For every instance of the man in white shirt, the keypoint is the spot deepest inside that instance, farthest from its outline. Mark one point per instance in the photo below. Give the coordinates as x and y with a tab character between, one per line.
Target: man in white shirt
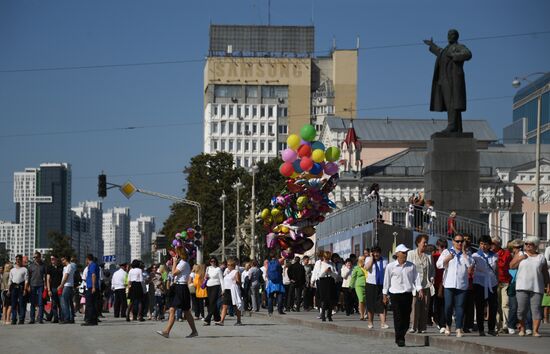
457	265
400	279
118	285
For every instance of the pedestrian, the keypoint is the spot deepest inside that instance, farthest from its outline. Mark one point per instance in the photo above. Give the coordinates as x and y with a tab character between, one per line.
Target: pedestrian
92	287
358	282
426	273
457	265
485	285
181	298
400	280
438	300
214	286
375	266
54	274
275	288
6	301
231	293
37	280
532	280
135	292
504	258
118	285
18	284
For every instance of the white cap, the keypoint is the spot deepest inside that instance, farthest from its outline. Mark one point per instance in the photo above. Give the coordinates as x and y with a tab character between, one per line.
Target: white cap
401	248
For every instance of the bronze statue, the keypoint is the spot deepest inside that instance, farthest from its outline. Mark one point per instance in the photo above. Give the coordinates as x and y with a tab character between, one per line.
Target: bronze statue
448	85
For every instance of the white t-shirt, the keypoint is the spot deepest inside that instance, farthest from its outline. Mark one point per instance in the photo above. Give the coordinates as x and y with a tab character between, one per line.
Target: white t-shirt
183	275
69	269
135	274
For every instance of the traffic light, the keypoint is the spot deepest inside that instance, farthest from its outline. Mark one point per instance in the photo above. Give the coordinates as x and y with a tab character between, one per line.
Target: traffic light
102	186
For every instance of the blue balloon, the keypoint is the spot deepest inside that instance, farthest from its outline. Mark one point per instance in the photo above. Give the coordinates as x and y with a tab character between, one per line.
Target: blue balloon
316	169
297	167
317	145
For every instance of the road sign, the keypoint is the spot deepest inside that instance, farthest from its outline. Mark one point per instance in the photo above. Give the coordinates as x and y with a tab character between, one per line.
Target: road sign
109	259
128	189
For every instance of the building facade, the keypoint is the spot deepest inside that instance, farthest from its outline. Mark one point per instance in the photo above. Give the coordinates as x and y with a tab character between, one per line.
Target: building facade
141	232
116	234
256	94
87	229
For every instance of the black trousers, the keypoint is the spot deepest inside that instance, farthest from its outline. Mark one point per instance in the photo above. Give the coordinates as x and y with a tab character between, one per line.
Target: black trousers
120	303
481	301
402	307
214	293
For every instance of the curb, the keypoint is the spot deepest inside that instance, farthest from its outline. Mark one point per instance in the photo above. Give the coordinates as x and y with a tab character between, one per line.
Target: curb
441	342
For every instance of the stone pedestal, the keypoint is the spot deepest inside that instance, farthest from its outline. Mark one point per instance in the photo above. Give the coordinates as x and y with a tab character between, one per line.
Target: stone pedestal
451	173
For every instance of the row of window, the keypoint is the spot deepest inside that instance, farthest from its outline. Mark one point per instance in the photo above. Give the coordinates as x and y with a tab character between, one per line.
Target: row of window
248	111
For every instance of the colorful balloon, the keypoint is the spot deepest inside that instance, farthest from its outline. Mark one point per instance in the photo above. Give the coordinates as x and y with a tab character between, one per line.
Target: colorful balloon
293	141
308	132
332	154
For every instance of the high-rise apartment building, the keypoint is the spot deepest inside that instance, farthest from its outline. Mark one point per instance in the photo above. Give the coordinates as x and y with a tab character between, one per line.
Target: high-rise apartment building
262	83
141	232
87	229
116	234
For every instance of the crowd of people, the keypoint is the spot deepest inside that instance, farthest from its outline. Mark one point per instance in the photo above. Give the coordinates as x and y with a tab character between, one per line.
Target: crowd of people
491	290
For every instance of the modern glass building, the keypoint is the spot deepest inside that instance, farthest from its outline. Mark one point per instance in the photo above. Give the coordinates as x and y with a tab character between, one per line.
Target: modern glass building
523	130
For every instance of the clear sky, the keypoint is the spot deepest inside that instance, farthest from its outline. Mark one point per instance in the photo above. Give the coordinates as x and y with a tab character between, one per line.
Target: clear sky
166	99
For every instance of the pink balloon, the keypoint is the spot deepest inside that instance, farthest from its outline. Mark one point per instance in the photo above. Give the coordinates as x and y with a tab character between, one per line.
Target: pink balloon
289	155
331	168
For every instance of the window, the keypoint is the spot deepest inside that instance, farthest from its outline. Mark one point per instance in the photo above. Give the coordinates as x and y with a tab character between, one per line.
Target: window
251	91
227	91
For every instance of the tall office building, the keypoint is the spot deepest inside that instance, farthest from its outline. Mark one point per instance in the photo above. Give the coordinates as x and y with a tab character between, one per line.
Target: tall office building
87	229
262	83
42	198
141	232
116	234
523	130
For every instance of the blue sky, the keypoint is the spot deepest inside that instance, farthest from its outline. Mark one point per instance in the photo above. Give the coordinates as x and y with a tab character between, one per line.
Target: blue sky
57	34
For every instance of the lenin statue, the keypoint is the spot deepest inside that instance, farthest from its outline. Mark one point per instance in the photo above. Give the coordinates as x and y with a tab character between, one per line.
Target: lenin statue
448	85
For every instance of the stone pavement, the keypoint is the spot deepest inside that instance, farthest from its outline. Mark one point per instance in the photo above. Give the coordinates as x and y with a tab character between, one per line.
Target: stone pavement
259	334
470	343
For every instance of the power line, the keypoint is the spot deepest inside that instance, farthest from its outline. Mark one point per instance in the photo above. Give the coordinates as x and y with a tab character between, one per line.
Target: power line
188	61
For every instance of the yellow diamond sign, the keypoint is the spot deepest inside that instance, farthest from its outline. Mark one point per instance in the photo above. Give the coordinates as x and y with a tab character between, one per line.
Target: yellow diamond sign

########################################

__To do__
Copy each line in the listing where "diamond" appears.

__Final answer__
For every instance of the yellow diamond sign, the keypoint is the spot deepest inside that instance, farthest from its outline. Mark one point per instance in the photo above. Give the coordinates as x and y with a tab character between, one per line.
Target: yellow diamond sign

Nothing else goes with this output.